*YOUR ASSIGNMENT:*
Please print the entries below exactly, from the line with "positive clicks: (143, 177)" through the line with "negative clicks: (155, 224)", including both of those lines and leaving out all others.

*DATA EXTRACTS:*
····················
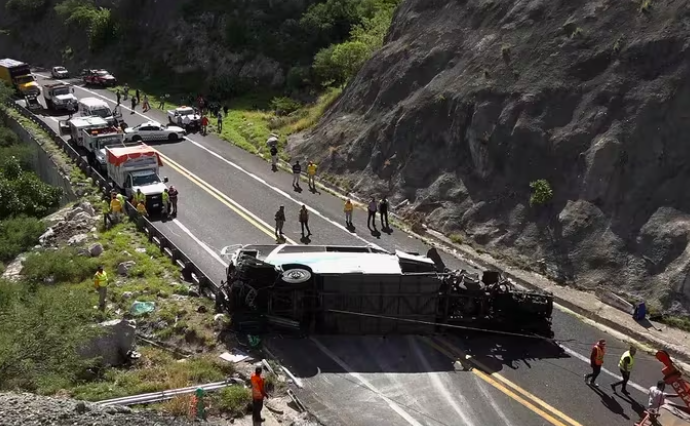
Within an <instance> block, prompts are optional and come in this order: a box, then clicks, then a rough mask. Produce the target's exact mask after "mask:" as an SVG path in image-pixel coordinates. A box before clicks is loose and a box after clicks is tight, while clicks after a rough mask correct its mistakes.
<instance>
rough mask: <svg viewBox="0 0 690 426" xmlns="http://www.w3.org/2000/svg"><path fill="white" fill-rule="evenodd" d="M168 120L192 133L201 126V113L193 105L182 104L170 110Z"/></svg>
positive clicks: (171, 122) (175, 125) (169, 110)
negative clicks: (200, 113)
mask: <svg viewBox="0 0 690 426" xmlns="http://www.w3.org/2000/svg"><path fill="white" fill-rule="evenodd" d="M168 122H169V123H170V124H173V125H175V126H178V127H182V128H183V129H185V130H186V131H187V133H190V132H192V131H194V130H199V129H200V128H201V114H199V112H198V111H197V110H196V109H194V108H192V107H188V106H181V107H177V108H175V109H170V110H168Z"/></svg>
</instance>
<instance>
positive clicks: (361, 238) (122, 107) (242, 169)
mask: <svg viewBox="0 0 690 426" xmlns="http://www.w3.org/2000/svg"><path fill="white" fill-rule="evenodd" d="M36 75H37V76H39V77H43V78H48V76H44V75H41V74H36ZM58 81H60V80H58ZM60 82H61V83H66V82H64V81H60ZM66 84H69V83H66ZM76 87H77V88H79V89H81V90H83V91H85V92H87V93H90V94H92V95H94V96H98V97H99V98H102V99H104V100H106V101H108V102H110V103H112V104H117V102H116V101H113V100H112V99H110V98H108V97H107V96H104V95H101V94H100V93H96V92H94V91H92V90H89V89H86V88H84V87H82V86H76ZM120 108H121V109H125V110H127V111H130V112H133V113H134V114H136V115H138V116H140V117H142V118H144V119H146V120H153V118H151V117H149V116H146V115H144V114H142V113H140V112H139V111H136V110H132V109H130V108H128V107H126V106H124V105H123V104H122V103H121V104H120ZM184 139H185V140H187V141H189V142H191V143H192V144H194V145H195V146H197V147H198V148H201V149H203V150H204V151H206V152H208V153H209V154H211V155H213V156H214V157H216V158H218V159H219V160H221V161H223V162H225V163H226V164H228V165H229V166H232V167H234V168H235V169H237V170H239V171H240V172H242V173H244V174H246V175H247V176H249V177H251V178H252V179H254V180H255V181H257V182H259V183H261V184H262V185H264V186H266V187H268V188H270V189H271V190H273V191H274V192H276V193H278V194H280V195H282V196H283V197H285V198H287V199H288V200H290V201H292V202H293V203H295V204H297V205H301V204H304V205H305V206H306V207H307V210H309V211H310V212H312V213H313V214H315V215H316V216H319V217H320V218H322V219H323V220H325V221H326V222H328V223H330V224H331V225H333V226H335V227H336V228H338V229H340V230H341V231H343V232H346V233H347V234H348V235H352V236H354V237H355V238H357V239H358V240H360V241H362V242H364V243H365V244H367V245H370V246H371V247H374V248H376V249H378V250H383V248H382V247H380V246H378V245H377V244H375V243H372V242H369V241H368V240H367V239H366V238H363V237H360V236H359V235H357V234H355V233H352V232H350V231H349V230H348V229H347V228H346V227H345V226H343V225H341V224H340V223H338V222H336V221H335V220H332V219H330V218H328V217H326V216H325V215H323V214H322V213H321V212H319V211H318V210H316V209H315V208H313V207H311V206H309V205H308V204H306V203H302V202H300V201H299V200H297V199H295V198H293V197H292V196H291V195H290V194H288V193H287V192H285V191H283V190H282V189H280V188H277V187H275V186H273V185H271V184H270V183H268V182H266V181H265V180H264V179H262V178H260V177H259V176H257V175H255V174H254V173H252V172H250V171H247V170H245V169H244V168H242V166H240V165H238V164H236V163H234V162H232V161H230V160H228V159H227V158H225V157H223V156H222V155H220V154H218V153H217V152H215V151H212V150H210V149H208V148H206V147H205V146H203V145H201V144H200V143H199V142H197V141H195V140H192V139H190V138H189V137H187V136H185V138H184Z"/></svg>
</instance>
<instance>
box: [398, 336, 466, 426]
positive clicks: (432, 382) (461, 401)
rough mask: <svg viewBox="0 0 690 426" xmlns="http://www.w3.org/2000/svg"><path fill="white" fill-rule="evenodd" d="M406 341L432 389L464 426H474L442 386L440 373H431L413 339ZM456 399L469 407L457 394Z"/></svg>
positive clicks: (409, 336)
mask: <svg viewBox="0 0 690 426" xmlns="http://www.w3.org/2000/svg"><path fill="white" fill-rule="evenodd" d="M407 339H408V342H409V344H410V346H412V350H413V351H414V353H415V355H416V356H417V359H419V361H420V362H421V363H422V367H424V370H426V371H427V373H426V374H427V376H429V378H430V379H431V383H433V385H434V388H435V389H436V390H437V391H438V393H440V394H441V396H443V399H445V400H446V402H447V403H448V405H450V406H451V407H452V408H453V411H455V412H456V413H457V415H458V416H460V418H461V419H462V423H463V424H464V425H465V426H474V422H473V421H472V419H471V418H470V416H469V415H468V413H466V412H465V410H463V409H462V407H460V405H459V404H458V401H456V400H455V399H454V398H453V396H452V395H451V394H450V392H448V389H447V388H446V385H444V384H443V381H442V380H441V378H440V377H439V376H440V374H441V373H439V372H436V371H433V368H431V365H430V364H429V360H427V359H426V357H425V356H424V354H422V351H421V349H420V348H419V345H418V344H417V341H416V340H415V338H414V337H413V336H408V337H407ZM457 397H458V399H460V400H461V402H462V405H464V406H465V407H470V406H471V405H470V404H469V403H468V401H467V399H466V398H465V397H464V396H462V395H460V394H458V395H457Z"/></svg>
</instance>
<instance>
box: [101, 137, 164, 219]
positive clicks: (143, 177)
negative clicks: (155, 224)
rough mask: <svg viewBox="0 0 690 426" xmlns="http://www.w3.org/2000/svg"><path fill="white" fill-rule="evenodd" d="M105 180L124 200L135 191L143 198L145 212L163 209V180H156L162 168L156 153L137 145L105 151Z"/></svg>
mask: <svg viewBox="0 0 690 426" xmlns="http://www.w3.org/2000/svg"><path fill="white" fill-rule="evenodd" d="M105 151H106V156H107V164H106V166H107V176H108V179H110V180H111V181H112V182H113V183H114V184H115V187H117V188H118V189H120V190H124V192H125V194H126V195H127V197H128V198H130V197H132V196H133V195H134V194H135V193H136V192H137V190H141V192H142V193H143V194H144V195H146V210H147V211H148V212H149V214H157V213H160V211H161V210H162V208H163V200H162V194H163V191H164V190H165V189H167V186H166V185H165V183H166V182H167V178H165V179H161V178H160V177H159V172H160V167H161V166H162V165H163V163H162V161H161V159H160V156H159V155H158V152H157V151H156V150H154V149H153V148H151V147H149V146H147V145H144V144H140V145H136V146H127V147H117V148H114V147H106V148H105Z"/></svg>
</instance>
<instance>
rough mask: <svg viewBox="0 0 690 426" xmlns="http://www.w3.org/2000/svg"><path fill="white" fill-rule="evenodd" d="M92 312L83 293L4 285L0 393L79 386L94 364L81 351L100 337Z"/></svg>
····················
*COMPLETED EXERCISE:*
positive clicks: (143, 177)
negative clicks: (155, 224)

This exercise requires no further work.